### [CONSEGNA A]
Trascrivi parola per parola il brano del testo sui Men in black che comincia dalle parole "La giovane e" e si chiude con le parole "micidiale minaccia aliena.".
### [CONSEGNA B]
Riprendi il testo sui Men in black e proseguilo dopo la sua ultima frase.

I cosiddetti “uomini in nero”rappresentano uno degli elementi centrali di tutte le teorie del complotto, sia ufologiche che non e vengono rappresentati come una sorta di garanti dello status quo, si vedano gli agenti della trilogia di Matrix o quelli protagonisti dell’italianissimo sceneggiato del 1967 Extra, con Vittorio Mezzogiorno, il cui compito è quello di nascondere al mondo realtà assurde e sconvolgenti. Naturalmente se anziché di assurdo parliamo di assurdità la funzione e il lavoro degli uomini in nero possono diventare facilmente parodistici come li descrisse il regista Barry Sonnenfeld, nel lontano 1997, creando la commedia fantascientifica (senza supereroi) di maggior successo commerciale che oggi, in una Hollywood sempre alla ricerca di storie nuove che finisce puntualmente per rigurgitare quelle vecchie, viene riproposta per la regia di F. Gary Gray (Fast & furious 8), la sceneggiatura di Art Marcum e Matt Holloway (Transformers: The Last Knight), la fotografia di Stuart Dryburgh (Ben is back) e le musiche di Danny Elfman.

La giovane e brillante Molly (Tessa Thompson) dopo averli visti per caso in azione da bambina, ha dedicato la vita a cercare di entrare nella segretissima organizzazione dei Men in black. Riuscita a farsi accettare da capo del gruppo, l’agente O (Emma Thompson), la giovane collaborerà con l’esperto agente T (Liam Neeson) e lo spericolato agente H (Chris Hemsworth), per sventare una micidiale minaccia aliena.

### [MATERIALE ESTRATTO]
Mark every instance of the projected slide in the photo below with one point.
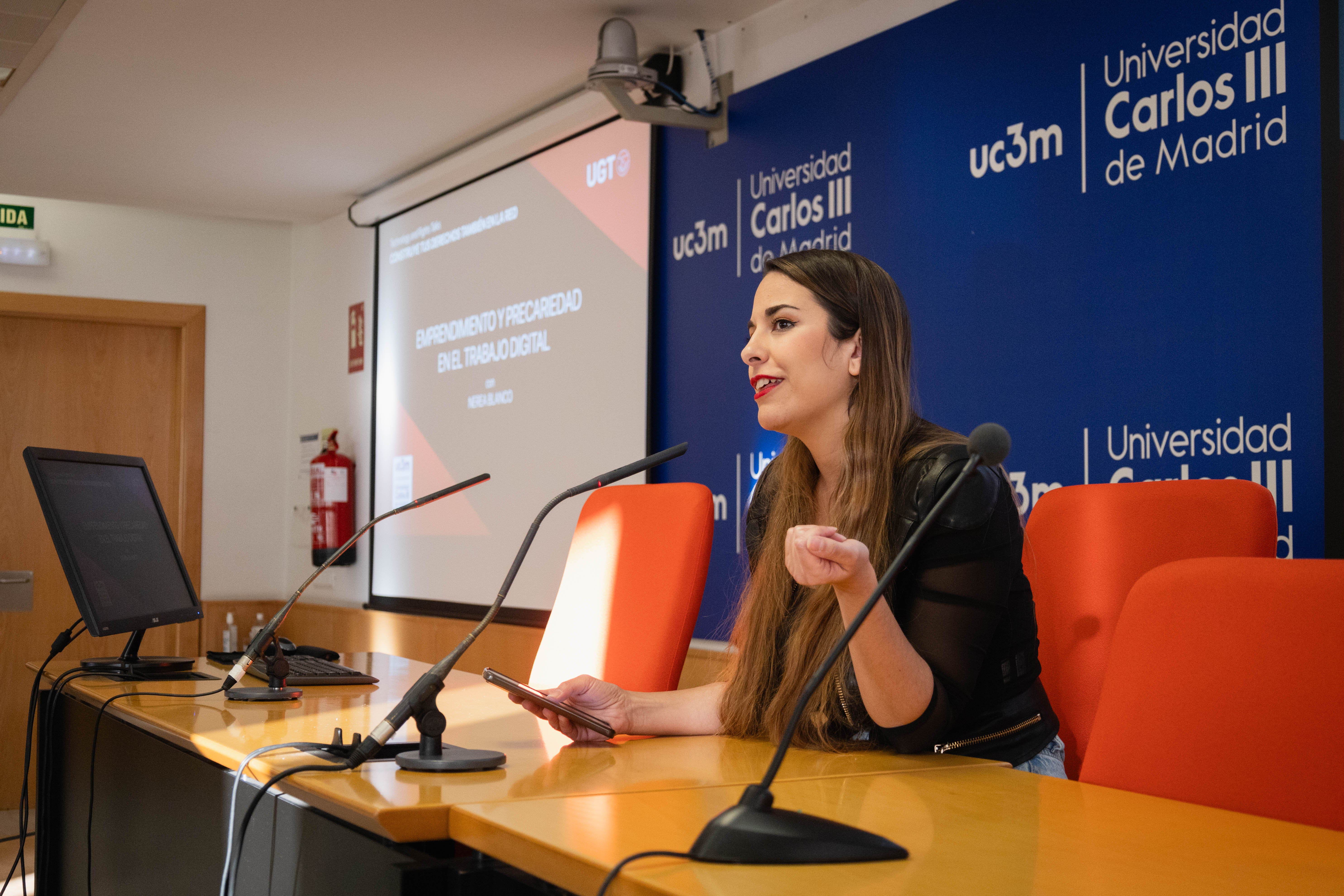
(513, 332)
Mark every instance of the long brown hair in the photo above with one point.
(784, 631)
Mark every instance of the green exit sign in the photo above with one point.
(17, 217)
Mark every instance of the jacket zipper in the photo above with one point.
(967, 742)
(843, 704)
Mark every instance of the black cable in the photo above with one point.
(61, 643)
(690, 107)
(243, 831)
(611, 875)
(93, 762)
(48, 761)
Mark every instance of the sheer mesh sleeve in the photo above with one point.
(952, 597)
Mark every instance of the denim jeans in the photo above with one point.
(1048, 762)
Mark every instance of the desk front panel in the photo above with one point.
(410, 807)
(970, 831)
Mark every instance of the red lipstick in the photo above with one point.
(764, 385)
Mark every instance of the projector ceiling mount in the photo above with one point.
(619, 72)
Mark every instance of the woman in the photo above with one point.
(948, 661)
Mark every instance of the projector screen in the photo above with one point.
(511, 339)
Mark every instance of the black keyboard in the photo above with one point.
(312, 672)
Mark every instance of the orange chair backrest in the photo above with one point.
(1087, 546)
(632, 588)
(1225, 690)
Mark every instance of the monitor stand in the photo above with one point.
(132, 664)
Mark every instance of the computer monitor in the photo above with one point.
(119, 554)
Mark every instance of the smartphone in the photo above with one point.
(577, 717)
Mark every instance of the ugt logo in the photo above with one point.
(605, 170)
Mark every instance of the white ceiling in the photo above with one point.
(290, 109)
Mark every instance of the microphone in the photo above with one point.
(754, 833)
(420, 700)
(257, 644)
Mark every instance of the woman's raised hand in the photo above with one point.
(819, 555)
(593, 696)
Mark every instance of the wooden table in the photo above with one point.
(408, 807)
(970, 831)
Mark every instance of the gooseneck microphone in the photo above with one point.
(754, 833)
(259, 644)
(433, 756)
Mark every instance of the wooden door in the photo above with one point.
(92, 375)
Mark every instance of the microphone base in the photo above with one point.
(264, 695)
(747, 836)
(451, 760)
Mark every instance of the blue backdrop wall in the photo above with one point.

### [RISPOSTA ATTESA A]
La giovane e brillante Molly (Tessa Thompson) dopo averli visti per caso in azione da bambina, ha dedicato la vita a cercare di entrare nella segretissima organizzazione dei Men in black. Riuscita a farsi accettare da capo del gruppo, l’agente O (Emma Thompson), la giovane collaborerà con l’esperto agente T (Liam Neeson) e lo spericolato agente H (Chris Hemsworth), per sventare una micidiale minaccia aliena.

### [RISPOSTA ATTESA B]
Gray parte sparando una sequela di antefatti apparentemente non collegati tra loro che dovrebbero creare curiosità nel pubblico, ma che in realtà fanno solo capire che H è destinato a farsi male da solo per tutta la pellicola, peggio di Ash Williams de La casa e che Molly probabilmente è stata adottata, visto quanto babbei sono i suoi genitori. Esaurito questo tentativo di “figaggine” registica, inizia il festival mondiale (del resto la pellicola è “international” mica a caso) dello stereotipo con la consueta improbabile coppia di agenti male assortita, coinvolta in un complotto i cui gli scopi e retroscena diventano chiari già a metà del film e che si salvano dalle situazioni più disperate in maniera talmente inverosimile e grottesca che al confronto la trama di un film dei Fratelli Marx sembra un testo di Alberto Angela. Se Hemsworth, dopo le buone performance comiche nella recente versione al femminile di Ghostbusters e in Avengers – Endgame, qui appare talmente privo di verve da sembrare imbalsamato, il personaggio della Thompson (Tessa), alterna momenti alla “so tutto io” dell’Hermione Granger dei primi Harry Potter, ad altri in cui ne sembra la versione infoiata vista nel disastroso Principe mezzo sangue, riuscendo a risultare, in entrambi i casi, antipatica quanto Dolores Umbridge.

Ennesimo drammatico e pasticciato caso di reboot sicuramente evitabile. La creatività di degli autori della Mecca del Cinema sembra sempre più in preda a una sorta di apocalisse zombie in cui al posto delle idee dominano i morti viventi di quelle alla base di successi del recente passato.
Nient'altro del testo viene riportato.